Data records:
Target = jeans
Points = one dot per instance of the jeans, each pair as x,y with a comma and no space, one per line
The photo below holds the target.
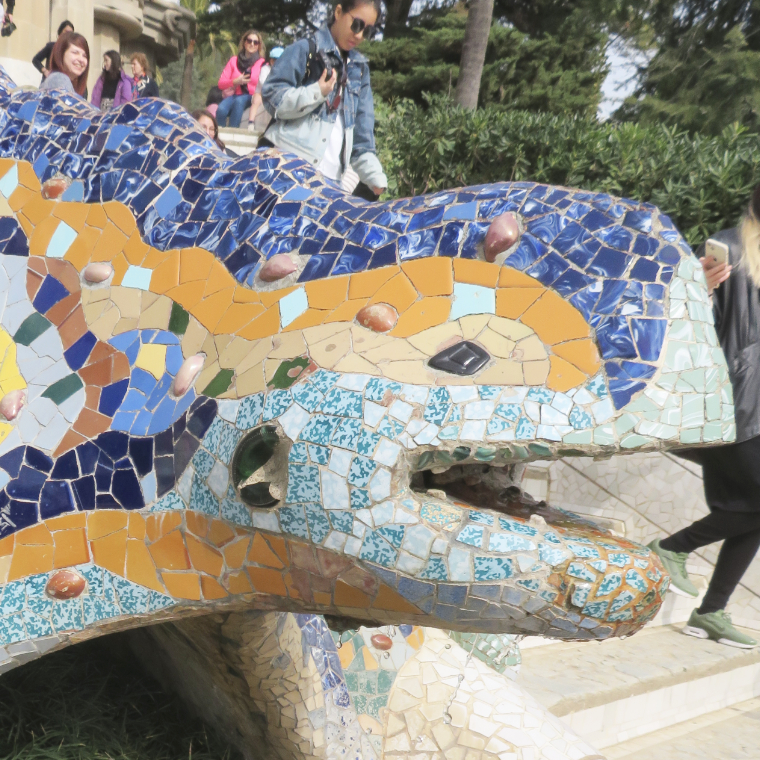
232,107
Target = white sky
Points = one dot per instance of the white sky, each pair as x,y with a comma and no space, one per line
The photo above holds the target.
620,82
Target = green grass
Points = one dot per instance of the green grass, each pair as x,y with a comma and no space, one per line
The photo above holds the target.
94,702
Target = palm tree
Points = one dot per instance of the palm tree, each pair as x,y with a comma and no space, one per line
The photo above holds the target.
197,7
476,34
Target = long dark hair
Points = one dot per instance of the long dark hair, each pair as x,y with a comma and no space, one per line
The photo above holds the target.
115,71
203,112
63,43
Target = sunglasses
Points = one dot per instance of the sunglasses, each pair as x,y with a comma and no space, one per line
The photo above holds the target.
359,26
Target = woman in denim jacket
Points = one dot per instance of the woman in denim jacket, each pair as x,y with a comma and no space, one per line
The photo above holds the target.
329,122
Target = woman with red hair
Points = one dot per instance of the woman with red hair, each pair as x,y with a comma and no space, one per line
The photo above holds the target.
69,64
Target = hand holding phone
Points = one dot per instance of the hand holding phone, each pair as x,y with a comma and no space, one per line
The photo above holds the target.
715,264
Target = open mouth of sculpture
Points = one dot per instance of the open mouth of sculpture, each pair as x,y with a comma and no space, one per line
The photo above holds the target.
458,477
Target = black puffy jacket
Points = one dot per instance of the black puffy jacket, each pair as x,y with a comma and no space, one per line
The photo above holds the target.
736,307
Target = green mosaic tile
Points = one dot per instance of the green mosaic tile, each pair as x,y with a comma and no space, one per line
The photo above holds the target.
220,383
64,388
31,329
179,320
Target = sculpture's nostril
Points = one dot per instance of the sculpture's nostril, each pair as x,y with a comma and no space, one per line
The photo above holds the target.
279,266
250,474
463,358
501,235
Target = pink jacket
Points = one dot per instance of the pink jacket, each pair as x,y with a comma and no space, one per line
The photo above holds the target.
231,72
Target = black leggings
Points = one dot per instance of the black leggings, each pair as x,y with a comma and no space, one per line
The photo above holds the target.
740,532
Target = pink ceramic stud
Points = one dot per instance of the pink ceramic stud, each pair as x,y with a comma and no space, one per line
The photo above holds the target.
502,235
97,272
65,584
379,317
277,267
187,374
11,404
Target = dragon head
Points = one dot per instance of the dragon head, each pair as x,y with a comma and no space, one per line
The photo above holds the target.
228,384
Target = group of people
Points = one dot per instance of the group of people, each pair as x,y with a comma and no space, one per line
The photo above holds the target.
65,65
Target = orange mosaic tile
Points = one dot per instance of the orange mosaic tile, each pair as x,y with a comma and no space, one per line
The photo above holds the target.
327,294
140,568
261,554
366,284
220,533
30,560
204,557
512,303
37,534
73,520
183,585
431,277
110,551
388,599
235,553
564,376
70,547
267,581
211,588
161,524
398,292
238,583
423,314
555,320
582,353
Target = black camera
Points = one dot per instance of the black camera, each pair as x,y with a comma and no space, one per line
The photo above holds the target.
329,60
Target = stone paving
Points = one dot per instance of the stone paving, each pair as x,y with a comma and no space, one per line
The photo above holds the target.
730,734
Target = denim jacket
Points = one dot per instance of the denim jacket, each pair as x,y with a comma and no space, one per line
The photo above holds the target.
303,122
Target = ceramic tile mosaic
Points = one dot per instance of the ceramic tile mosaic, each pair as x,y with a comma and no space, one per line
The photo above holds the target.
226,383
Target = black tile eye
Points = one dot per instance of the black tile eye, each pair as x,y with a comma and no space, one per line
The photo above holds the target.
464,358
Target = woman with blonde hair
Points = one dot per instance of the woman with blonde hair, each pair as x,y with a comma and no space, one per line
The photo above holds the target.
239,79
731,472
143,85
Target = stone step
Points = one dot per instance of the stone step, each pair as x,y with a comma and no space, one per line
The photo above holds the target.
613,691
729,734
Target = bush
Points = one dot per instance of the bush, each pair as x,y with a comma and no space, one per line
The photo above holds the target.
703,183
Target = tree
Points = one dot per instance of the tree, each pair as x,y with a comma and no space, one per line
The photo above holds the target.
474,48
559,74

What to do:
Without including any pictures, reproduce the listing exactly.

Task answer:
Target = jeans
Points = one dot per instance of the jeans, each pair as x,y with a comma and no space, one per line
The photo below holds the target.
232,107
Target = white sky
Points = one dot per instance of the white sky, each pair as x,y with a comma and no space, one per line
The photo above holds the target.
620,82
Target = green grass
Points = one dot per instance of the green grass, each pair as x,y with a comma and no space, one per line
The photo above holds the target.
94,702
Target = palm tree
Points = one dot per instance of the palm tree, each pair as x,y with a comma and no space, one per line
The photo above holds the target.
197,7
476,34
Target = long dark hair
Points = one dot per instance of the long dark hair, each pair as x,y with a comma and no space, one per line
The photo above holds the target.
115,71
203,112
63,43
Target = sunglasses
Points = one dot per instance of the sunglasses, each pair as x,y with a comma and no space, one per line
The photo above holds the target.
359,26
Target = woman in denim jacket
Points = one dot per instance of the woman in denim jacket, each pair as x,y with a comma and no space, one per line
The photo above holds the target.
329,122
Target = woman with red hair
Points = one dot per instance of the woman with red hair, each pair as x,y with a comma and no space, one per line
The photo above holds the target.
69,64
Target = hand holding phone
Points = one dot per instance of the hand holding phone, each pair as x,y with a comma and no space, one per line
The photo above holds the target.
715,264
Target = open mouth of sculpture
Points = one dot per instance of the open mouth of sculpture, each pair as x,y with a comma and no space, one per line
The photo above holds the target.
458,477
Target = black puffy jacket
Points = one dot per instance of the black puffy jacket, each pair as x,y with a comma and no space, one per line
The photo above holds the target.
736,307
Target = green mosaic tile
Points = one dot per instance of the green mosaic tile, each pair as x,y with a comma and no space, one per line
The photo above holds the target.
220,383
64,388
31,329
179,320
Target = sculpture's nostril
Points = one dot per instance of the sculpture's nostril, each pair as x,y with a comma and no space, one per line
The photo above holds the target.
279,266
250,474
463,358
501,235
Target = pink jacket
Points = one dot per instance of the pink jacket, each pair as x,y with a comma and no space, one per line
The photo above holds the target.
231,72
Target = black leggings
Points = one dot per instance of the black leggings, each pair as x,y with a comma and no space, one per line
The photo above holds the target.
740,532
Target = pink ceramic stud
Points = one dot per instance of the pink ceramic stud, each pair as x,y with a comma and no space, one per line
The photo above holds the target.
502,235
97,272
65,584
379,317
277,267
187,374
11,404
Target = dragon head
Points = one dot per instance of the dragon head, each pair as x,y with a comma and no space, one per line
The photo above holds the target.
228,384
Target = group of people
Points = one dot per instance of the group of people, each pair as x,y with a comma and no space, one per line
The photo above holds the target.
65,65
Target = orange mosaic tile
Points = one dot per instance of the orange mosaic tile, each pair as x,y with a comma and no space, one per line
The photo above holds the target.
327,294
140,568
261,554
366,284
220,533
30,560
204,557
512,303
37,534
73,520
183,585
431,277
110,551
388,599
235,553
564,376
70,547
267,581
211,588
161,524
398,292
238,583
423,314
555,320
582,353
Target = black camera
Points = one dot per instance of the black camera, each pair as x,y with a comma and no space, one per line
The photo above holds the target.
329,60
Target = stone paving
Points = one dot per instance of the stone paving, each pair as x,y with a comma and no space, one per line
The photo above holds the target.
730,734
Target = denim jacket
Points = one dot per instance of the denim jacket, each pair as x,y with a comma and no space, one per line
The photo above holds the target.
303,122
Target = ceramic tile mosaic
Points = one dot per instance of the ceramic tile mosaic, each pair as x,y with a comma and no space, one per line
The photo above holds the target.
226,383
Target = black tile eye
Points = one dot per instance of the black tile eye, each pair as x,y with a comma and no space, one per line
The photo above holds the target.
464,358
Target = woman with blonde hair
Points = one dot per instance of the woman with blonde hair, each pair as x,y with a comma and no space, one per line
The photo above holds the target.
239,79
731,472
143,85
Target = stone step
Points = one dot per instance of the stone step, each pair as x,y with a comma and no space, one per line
The photo above holds the target.
613,691
729,734
Target = bush
Points = one dot per instance of the bush, each pair as x,y with a comma and no space, one per line
The photo above holds the target.
703,183
Target = tree
Points = one dot per instance of the tree, each pair as x,y with a comma and no space, one per line
The photo above holds the target.
474,48
559,74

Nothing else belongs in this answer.